Source data:

BEGIN

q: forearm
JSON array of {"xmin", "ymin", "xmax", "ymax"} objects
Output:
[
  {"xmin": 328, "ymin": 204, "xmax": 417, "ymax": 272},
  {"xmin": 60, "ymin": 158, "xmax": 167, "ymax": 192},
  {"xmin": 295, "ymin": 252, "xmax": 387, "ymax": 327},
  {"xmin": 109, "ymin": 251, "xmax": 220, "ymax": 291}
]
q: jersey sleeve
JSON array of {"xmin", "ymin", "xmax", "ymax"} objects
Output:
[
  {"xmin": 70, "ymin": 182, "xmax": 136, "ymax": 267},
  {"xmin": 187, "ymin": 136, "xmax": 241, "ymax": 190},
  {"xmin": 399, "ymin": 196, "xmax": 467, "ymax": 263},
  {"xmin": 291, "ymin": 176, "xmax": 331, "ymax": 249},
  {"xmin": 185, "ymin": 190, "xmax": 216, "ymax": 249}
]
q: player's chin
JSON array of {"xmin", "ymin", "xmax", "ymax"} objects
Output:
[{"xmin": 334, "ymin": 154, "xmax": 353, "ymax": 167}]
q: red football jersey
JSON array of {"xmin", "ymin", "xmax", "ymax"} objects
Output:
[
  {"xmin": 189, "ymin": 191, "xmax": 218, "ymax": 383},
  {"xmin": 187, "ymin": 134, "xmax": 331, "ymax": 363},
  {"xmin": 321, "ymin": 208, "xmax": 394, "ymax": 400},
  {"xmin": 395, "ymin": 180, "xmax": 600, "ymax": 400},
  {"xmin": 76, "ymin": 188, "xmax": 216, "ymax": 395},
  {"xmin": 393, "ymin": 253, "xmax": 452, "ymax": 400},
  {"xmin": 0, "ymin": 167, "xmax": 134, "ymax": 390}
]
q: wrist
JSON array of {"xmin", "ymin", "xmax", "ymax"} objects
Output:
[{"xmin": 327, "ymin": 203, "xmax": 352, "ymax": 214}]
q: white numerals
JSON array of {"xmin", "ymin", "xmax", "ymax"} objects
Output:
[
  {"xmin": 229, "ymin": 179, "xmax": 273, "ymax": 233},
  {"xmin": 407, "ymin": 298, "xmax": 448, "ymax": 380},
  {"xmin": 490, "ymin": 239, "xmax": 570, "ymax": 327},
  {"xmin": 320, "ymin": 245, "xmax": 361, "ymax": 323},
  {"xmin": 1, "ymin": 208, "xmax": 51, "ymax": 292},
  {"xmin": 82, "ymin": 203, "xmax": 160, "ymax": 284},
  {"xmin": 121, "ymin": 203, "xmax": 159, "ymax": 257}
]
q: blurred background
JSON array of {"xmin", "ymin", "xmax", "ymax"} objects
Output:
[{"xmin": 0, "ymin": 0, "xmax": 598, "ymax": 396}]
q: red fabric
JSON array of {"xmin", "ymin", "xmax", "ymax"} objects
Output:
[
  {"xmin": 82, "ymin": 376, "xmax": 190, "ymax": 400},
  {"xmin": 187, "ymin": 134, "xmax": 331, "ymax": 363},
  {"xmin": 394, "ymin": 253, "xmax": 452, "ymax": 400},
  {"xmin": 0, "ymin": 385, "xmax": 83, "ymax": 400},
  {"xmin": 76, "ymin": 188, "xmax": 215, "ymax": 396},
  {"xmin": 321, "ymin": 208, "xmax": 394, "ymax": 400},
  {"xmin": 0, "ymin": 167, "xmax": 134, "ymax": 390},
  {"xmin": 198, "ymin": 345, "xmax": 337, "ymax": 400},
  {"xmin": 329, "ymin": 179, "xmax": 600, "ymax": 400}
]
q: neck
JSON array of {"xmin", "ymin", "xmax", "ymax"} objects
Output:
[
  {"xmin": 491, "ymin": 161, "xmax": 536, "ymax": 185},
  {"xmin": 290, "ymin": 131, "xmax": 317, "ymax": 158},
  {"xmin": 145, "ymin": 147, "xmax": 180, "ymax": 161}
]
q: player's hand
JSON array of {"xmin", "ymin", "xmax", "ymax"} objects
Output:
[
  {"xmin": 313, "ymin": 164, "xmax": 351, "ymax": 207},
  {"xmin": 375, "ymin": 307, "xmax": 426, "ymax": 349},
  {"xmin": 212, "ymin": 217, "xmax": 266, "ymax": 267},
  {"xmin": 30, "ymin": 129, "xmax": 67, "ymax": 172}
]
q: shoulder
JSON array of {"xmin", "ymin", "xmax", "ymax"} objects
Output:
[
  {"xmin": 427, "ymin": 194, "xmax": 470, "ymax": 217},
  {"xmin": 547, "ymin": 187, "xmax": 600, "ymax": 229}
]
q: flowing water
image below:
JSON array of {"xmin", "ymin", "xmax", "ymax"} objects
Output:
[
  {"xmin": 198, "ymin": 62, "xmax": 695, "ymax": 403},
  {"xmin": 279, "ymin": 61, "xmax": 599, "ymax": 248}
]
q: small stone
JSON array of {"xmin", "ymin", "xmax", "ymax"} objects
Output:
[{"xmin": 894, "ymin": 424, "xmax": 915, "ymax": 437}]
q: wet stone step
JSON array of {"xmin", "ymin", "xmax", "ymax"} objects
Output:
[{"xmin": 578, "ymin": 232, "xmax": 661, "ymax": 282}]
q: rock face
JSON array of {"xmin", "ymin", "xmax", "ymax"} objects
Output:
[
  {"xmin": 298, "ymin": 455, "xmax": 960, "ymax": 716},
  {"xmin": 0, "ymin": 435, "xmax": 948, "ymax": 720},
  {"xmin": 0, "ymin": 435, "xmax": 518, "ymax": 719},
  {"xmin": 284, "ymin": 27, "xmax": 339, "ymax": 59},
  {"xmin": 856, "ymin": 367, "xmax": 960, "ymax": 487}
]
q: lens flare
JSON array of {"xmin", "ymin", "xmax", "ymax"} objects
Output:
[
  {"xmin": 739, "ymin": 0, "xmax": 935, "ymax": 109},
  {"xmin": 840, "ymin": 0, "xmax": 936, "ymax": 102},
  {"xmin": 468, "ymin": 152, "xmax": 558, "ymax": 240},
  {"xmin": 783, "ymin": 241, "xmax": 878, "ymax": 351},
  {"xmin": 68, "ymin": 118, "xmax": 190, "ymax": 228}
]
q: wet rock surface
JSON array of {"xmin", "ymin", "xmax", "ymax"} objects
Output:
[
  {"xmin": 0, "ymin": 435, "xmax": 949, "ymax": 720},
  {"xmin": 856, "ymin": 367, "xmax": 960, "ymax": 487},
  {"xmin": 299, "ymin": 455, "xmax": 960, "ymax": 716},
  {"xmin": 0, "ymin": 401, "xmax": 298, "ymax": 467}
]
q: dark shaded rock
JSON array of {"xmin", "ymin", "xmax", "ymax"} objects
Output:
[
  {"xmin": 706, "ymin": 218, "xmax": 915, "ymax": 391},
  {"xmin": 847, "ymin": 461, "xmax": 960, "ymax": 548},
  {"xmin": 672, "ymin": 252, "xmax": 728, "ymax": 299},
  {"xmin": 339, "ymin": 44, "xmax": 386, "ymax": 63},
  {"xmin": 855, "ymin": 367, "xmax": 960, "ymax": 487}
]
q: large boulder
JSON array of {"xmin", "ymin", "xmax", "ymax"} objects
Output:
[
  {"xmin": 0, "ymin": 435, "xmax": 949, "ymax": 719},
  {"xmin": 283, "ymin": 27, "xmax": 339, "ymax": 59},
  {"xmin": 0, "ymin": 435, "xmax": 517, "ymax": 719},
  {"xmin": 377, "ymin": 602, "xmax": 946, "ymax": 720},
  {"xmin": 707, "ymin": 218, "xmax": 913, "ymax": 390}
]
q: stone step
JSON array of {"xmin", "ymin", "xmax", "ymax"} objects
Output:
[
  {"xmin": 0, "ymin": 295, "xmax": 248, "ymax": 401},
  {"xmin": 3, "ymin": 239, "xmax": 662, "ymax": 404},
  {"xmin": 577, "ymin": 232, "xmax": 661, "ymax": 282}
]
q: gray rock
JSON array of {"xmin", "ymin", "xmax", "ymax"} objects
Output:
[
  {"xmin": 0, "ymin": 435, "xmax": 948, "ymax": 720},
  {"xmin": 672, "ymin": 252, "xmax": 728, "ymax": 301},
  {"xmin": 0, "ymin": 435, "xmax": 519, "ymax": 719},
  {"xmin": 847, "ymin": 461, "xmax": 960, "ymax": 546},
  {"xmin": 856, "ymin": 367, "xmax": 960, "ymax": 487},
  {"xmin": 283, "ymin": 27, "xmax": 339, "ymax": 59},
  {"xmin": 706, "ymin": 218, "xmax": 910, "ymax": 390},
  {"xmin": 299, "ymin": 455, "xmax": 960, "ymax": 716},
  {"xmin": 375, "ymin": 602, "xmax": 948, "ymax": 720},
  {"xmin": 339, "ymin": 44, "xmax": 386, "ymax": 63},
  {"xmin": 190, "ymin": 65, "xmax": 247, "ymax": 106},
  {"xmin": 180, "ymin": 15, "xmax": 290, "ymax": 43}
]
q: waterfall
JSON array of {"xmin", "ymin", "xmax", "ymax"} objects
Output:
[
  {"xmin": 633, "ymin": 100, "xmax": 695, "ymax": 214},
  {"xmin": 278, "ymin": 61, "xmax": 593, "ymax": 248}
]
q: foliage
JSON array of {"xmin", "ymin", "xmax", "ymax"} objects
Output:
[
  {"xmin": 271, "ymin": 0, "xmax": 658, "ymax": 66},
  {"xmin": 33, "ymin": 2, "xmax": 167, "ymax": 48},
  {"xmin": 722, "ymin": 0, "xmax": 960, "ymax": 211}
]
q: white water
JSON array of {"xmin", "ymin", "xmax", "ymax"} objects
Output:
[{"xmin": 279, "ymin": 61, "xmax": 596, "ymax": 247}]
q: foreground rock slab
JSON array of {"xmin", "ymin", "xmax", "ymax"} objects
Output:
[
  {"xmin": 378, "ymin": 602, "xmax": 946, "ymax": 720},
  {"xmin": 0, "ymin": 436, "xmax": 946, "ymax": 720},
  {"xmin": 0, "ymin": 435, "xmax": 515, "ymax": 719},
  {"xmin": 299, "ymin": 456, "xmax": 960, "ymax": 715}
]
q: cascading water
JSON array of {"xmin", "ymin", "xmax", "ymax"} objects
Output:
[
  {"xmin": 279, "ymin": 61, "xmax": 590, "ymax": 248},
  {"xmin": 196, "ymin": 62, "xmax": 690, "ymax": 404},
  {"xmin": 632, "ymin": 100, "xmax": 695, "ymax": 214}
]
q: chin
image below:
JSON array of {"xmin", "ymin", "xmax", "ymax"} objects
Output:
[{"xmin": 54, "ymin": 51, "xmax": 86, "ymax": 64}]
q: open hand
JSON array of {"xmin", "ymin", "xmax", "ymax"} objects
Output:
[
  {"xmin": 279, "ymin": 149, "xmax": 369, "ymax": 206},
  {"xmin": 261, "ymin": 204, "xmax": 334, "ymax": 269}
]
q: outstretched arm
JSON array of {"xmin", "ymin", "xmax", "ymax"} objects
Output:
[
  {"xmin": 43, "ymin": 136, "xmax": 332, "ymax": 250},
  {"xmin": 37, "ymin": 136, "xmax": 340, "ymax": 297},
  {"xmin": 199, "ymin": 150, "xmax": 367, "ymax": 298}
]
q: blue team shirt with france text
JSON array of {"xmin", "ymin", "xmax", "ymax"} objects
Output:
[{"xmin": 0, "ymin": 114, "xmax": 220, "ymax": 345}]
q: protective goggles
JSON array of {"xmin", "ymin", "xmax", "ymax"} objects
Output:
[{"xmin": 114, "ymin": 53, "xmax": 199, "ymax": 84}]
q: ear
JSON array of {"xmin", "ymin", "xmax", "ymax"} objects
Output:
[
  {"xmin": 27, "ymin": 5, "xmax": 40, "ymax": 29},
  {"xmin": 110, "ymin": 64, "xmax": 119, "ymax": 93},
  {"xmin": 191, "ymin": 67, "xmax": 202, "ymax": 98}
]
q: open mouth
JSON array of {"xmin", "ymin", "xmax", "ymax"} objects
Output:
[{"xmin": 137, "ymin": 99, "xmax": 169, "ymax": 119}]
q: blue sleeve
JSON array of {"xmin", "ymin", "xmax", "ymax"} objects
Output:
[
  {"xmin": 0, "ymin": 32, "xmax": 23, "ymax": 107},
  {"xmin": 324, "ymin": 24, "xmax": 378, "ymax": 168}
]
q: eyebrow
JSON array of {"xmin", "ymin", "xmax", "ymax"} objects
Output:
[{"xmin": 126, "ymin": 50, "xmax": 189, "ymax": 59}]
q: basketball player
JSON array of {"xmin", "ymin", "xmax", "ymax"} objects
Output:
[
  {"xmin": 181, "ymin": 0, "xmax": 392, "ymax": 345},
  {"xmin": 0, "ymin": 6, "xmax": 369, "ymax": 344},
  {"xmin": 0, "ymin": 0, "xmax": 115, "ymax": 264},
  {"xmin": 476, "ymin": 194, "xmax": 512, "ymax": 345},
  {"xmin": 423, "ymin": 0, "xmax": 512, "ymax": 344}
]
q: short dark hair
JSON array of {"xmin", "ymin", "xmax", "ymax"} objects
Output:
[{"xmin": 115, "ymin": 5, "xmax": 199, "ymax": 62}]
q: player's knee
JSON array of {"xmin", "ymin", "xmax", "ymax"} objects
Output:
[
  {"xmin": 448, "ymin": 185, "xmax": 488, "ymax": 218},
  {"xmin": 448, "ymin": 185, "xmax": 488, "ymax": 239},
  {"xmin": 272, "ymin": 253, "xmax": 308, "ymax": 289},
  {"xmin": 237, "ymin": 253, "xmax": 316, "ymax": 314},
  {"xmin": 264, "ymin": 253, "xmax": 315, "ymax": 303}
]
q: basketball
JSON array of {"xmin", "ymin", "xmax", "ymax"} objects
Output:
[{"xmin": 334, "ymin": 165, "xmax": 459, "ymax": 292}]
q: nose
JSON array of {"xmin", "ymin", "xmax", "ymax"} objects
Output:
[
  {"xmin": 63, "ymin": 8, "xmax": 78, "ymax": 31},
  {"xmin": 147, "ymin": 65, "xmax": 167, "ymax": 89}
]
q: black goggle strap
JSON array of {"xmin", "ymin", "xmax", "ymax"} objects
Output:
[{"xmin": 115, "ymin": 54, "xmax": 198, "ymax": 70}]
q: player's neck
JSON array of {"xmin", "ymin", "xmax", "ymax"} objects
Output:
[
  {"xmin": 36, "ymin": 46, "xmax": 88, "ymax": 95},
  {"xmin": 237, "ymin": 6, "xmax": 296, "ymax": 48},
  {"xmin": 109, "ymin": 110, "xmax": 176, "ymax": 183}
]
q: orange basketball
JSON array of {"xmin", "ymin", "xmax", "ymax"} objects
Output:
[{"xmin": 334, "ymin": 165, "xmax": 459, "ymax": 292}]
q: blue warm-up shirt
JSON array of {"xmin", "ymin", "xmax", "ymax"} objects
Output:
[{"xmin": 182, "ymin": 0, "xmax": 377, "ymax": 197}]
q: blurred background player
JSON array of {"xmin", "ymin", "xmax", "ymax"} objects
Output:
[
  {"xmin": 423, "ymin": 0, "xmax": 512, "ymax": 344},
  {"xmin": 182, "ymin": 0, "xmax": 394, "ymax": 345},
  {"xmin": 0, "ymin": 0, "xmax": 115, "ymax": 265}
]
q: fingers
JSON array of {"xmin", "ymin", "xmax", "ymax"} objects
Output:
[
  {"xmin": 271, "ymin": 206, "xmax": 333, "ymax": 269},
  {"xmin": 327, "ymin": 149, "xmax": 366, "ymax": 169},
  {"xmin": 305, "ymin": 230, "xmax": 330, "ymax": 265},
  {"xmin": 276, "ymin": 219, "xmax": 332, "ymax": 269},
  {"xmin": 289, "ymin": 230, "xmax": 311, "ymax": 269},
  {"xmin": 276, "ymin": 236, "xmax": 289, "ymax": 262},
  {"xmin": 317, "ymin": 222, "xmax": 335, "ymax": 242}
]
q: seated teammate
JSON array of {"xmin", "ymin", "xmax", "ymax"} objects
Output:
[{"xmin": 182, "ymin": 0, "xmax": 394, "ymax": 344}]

END

Your instructions: From the records above, copy each line in which the string "rock" occurs.

Solved problem:
q: rock face
q: wet rock surface
q: dark shaded rock
q: gray rock
q: foreground rock slab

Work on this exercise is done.